### [Short problem]
Put the records into a Markdown table with the columns Row and Line. Start at the line with "Point to the bird's long" and go through the end of the records, numbering each line and leaving out blank ones.

### [Data section]
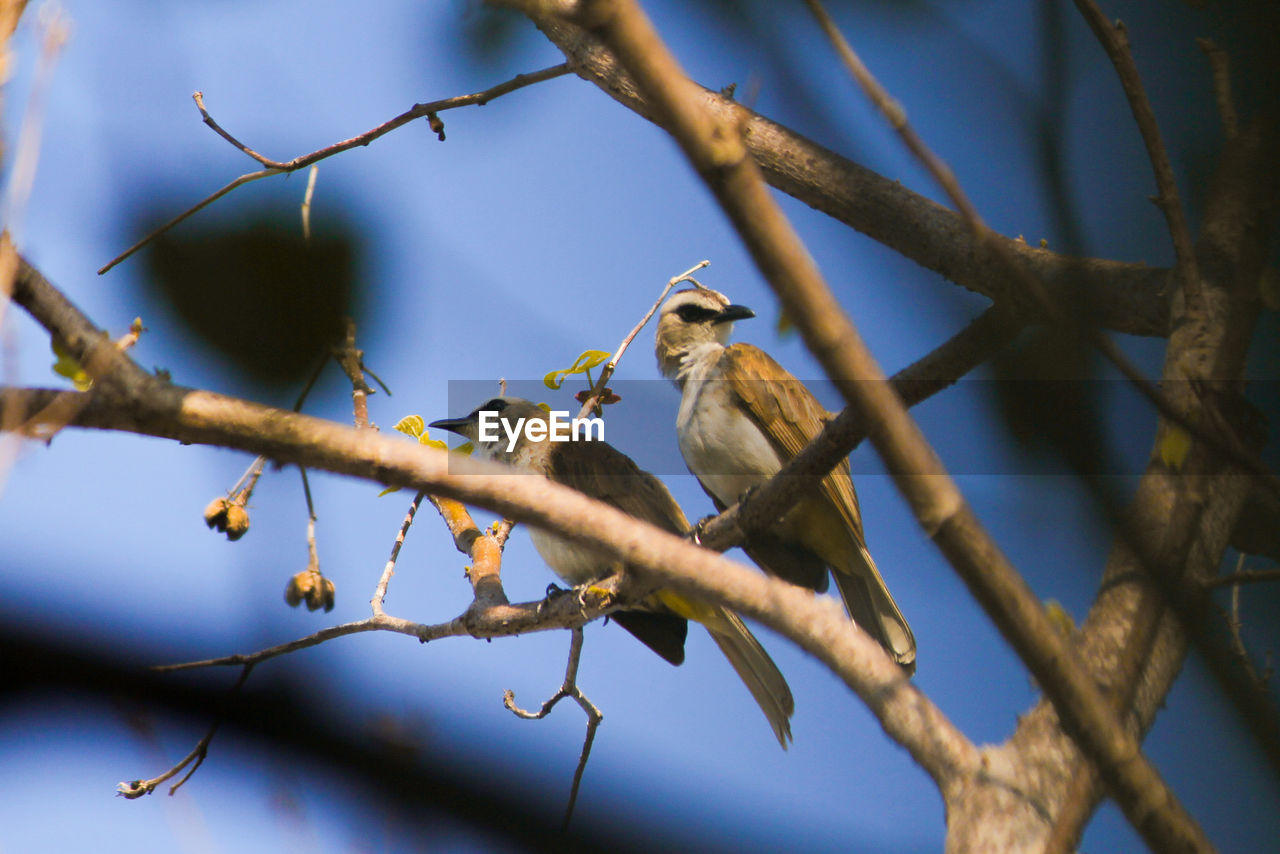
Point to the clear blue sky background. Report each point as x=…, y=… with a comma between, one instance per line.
x=545, y=225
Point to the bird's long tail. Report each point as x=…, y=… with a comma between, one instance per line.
x=748, y=657
x=758, y=672
x=869, y=603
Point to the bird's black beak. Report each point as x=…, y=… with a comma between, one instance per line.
x=734, y=313
x=452, y=425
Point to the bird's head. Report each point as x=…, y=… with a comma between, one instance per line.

### [Written solution]
| Row | Line |
|---|---|
| 1 | Point to the bird's long tail. Report each point as x=…, y=… with a comma between, one instance per line. |
| 2 | x=748, y=657 |
| 3 | x=758, y=672 |
| 4 | x=869, y=603 |
| 5 | Point to the bird's black beak. Report each point as x=…, y=… with a comma between, one instance per line. |
| 6 | x=734, y=313 |
| 7 | x=452, y=425 |
| 8 | Point to the bird's head. Report each point as x=…, y=… with a comma between, one instance per line. |